Passage to read:
— BEGIN —
# Q&A in MLGS slides - Part 2
*Also some summations to the questions in the slides.*

*Feel free to revise it if there is something wrong.*

*@author Riemann Lee*

## 08. Sequential - Neural Nets


1. In an RNN, the hidden state at a given time influences all hidden states into the future. However, an RNN cannot model long-term dependencies. Why?

2. What is the rceptive field of a causal convolution and dilate convolution with $n$ layers?

**Answer-NN**
1. The impact of future times might vanish or explode (e.g. 1-D example: $W>1$ or $W<1$), thus RNN cannot retain information for many steps.

2. With causal convolution we use $(n+1)$ inputs in the first layer while in dilate convolution we use $2^n$ inputs in the first layer.

## 09. Sequential - Temporal Point Process

1. Is it possible to obtain the conditional intensity $\lambda^*(t)$ if you know only the survival function $S^*(t)$ and don't know the conditional PDF $p^*(t)$?
2. Which process would you use to model the following event data? (a) Hawkes process, (b) inhomogeneous Poisson process
    * Customers visiting a supermarkt(event = customer enters the supermarkt)
    * Messages sent by a single user on WhatsApp(event = message sent) 
    * Taxi rides in a city(event = a trip starts)
3. What can you say about a TPP with the following conditional intensity function? What kind of behaviour does it model?
$$\lambda^*(t) = exp(t-\sum \limits_{t_i \in \mathcal{H}(t)} 1)$$

**Answer-TPP**
1. Yes, see Slides09-9
2. 
    * Inhomogeneous Poisson process: one customer entering the supermarket does not make it likelier that someone follows.
    * Hawkes process, since it is benificial for clustered/bursty event occurences.
    * Inhomogeneous Poisson process: If someone starts a trip has no influence on someone else starting a trip.
3. See two versions of explainations:  
Abstract from **Piazza**: As the the time to the last event observed increases, so does the probability of seeing the next event.  
Summation from **live Q&A-09**:
    - if there is no events happening, then the intensity just keep going up, which means grows exponentially
    - if there is some events, then the intensity drops down:
     * it it's very unlikely that you have 2 events one after another. As soon as one event happens, then we have to wait sometime until the intensity accumulate again
     * just think of it as the opposite of Hawkes process, namely, self-correcting process, we can use it to explain the situation of earthquake. Let's say stress accumulates in the plate, then it release and leads to a earthquake, then stress goes down, wait for a second time for another release. Globally, it's just like the behaviour of earthquakes.
     * In practice, we use NN to model earthquakes because you can model everything together. Here just simple models with simple scenarios.

## 10. Graphs - Graphs Networks & Generative Models

### Question: Graph & Networks
1. How much memory do you need to store the edges of a graph with 1000 nodes and 10,000 edges in a dense adjacency matrix? How much for a sparse matrix?
— END —
Recorded data:
— BEGIN —
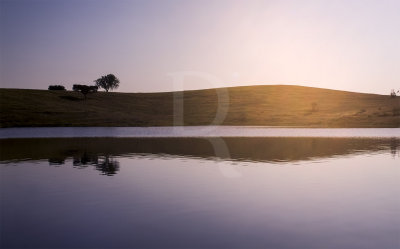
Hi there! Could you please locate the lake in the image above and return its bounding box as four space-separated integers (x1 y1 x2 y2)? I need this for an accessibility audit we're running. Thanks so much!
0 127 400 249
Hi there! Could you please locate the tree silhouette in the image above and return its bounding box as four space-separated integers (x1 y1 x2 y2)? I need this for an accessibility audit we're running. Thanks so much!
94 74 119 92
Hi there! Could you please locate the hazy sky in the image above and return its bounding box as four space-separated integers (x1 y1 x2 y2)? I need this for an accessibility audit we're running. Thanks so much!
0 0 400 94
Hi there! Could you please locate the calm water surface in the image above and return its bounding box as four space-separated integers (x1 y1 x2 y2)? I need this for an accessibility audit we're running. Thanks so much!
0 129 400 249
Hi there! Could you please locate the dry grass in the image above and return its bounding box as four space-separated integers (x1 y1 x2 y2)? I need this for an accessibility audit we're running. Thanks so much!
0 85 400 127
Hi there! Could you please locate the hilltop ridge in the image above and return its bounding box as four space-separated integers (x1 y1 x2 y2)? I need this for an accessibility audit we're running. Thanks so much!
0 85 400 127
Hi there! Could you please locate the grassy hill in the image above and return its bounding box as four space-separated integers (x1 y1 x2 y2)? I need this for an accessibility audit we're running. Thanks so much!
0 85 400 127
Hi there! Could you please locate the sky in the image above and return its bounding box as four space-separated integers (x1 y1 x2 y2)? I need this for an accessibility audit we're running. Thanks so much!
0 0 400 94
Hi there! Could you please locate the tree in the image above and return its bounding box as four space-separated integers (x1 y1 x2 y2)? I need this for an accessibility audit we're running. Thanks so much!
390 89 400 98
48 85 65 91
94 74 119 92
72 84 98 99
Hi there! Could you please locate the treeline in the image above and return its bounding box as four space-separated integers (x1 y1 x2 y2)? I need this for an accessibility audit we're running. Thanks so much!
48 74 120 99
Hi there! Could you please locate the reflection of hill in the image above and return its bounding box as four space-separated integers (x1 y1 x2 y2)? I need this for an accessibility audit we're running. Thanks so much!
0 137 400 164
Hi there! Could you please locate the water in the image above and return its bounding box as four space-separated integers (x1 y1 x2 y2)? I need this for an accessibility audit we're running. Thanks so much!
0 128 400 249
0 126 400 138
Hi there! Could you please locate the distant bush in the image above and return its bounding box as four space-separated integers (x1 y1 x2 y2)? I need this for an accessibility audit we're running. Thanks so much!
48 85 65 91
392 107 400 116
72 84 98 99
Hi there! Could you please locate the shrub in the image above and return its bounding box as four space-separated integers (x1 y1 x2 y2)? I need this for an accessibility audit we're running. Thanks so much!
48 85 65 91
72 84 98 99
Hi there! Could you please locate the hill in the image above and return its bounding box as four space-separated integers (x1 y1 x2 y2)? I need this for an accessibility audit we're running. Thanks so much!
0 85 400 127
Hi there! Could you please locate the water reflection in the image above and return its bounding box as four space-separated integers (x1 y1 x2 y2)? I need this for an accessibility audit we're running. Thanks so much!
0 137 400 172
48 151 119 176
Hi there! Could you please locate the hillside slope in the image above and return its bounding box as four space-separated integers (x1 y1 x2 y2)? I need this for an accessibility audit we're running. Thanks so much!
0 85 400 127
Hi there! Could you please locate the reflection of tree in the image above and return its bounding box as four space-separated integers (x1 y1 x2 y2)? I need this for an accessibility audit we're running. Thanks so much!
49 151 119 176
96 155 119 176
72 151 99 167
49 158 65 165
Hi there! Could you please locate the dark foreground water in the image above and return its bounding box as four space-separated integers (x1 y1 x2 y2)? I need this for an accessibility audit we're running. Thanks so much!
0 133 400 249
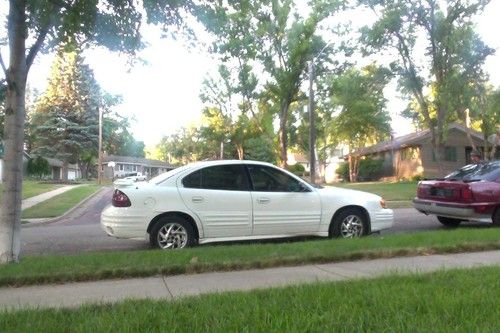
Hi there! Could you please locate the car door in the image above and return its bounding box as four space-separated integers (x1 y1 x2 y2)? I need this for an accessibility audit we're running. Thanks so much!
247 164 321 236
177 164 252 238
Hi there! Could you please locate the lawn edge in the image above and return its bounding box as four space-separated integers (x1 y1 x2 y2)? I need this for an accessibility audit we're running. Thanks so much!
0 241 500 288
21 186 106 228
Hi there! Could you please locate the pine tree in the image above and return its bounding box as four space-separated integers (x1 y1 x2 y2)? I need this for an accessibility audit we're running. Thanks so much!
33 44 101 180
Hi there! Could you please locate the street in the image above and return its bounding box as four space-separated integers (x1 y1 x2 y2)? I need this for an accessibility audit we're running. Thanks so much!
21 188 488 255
— END —
To do: Extend the Q&A notes on the MLGS slides, picking up after the last sentence shown. The lines have no connection to the MLGS slide notes.

Result of the exercise:
2. What is the average degree in an Erdös-Renyi graph with edge probability $p$? And in a real world sparse graph with $O(E) = O(N^\alpha)$

**Answer-Graphs & Neworks**
C.f. [*Piazza-384*](https://piazza.com/class/k8a8g6pwk2i4xe?cid=384)
1. For a dense adjacency matrix, we need $1000 * 1000$ memory to store all the $0$ or $1$ data, and this has nothing to do with the number of actual edges, so it's $O(1,000,000)$. But for a sparse matrix, we only need to consider the number of edges since here we only need to consider the edges and its corresponding positions regardless of other zero elements, so it's $O(10,000)$.

2. For Edrös-Renyi graph, there are total $C_N^2$ possible edges in a graph with $N$ nodes, each node enjoy at most $N-1$ degree, so the average degree is $(N-1)p$. In a real world graph the number of edges scale slower than quadratically as $E=c \cdot N^\alpha$ for some $\alpha<2$ and a positive constant $c$. Each edge involves two nodes and on average we get 
$\frac{2c \cdot N^\alpha}{N} = 2c\cdot N^{\alpha−1}$. Because $ 1≤\alpha \leq2$,  $\alpha−1 \leq 1$ and the average degree in a real world graph grows as $O(\sqrt[\alpha]{N})$ for some a that depends on α.

### Question: Generative Models
1. Can the Erdös-Renyi model generate all graphs that the Stochastic Block Model can generate?
2. Is the initial Attractiveness model equal to the Erdös-Renyi model as $A \rightarrow \infty$?
3. Why does $\pi$ not need to be normalized for the Gumebl trick to work?

**Answer-Generative Models**
C.f. [*Piazza-384*](https://piazza.com/class/k8a8g6pwk2i4xe?cid=384)
1. Yes, because each edge has positive probablity so an ER model can generate any possible graph. It is just very unlikely to generate graphs with community structures etc.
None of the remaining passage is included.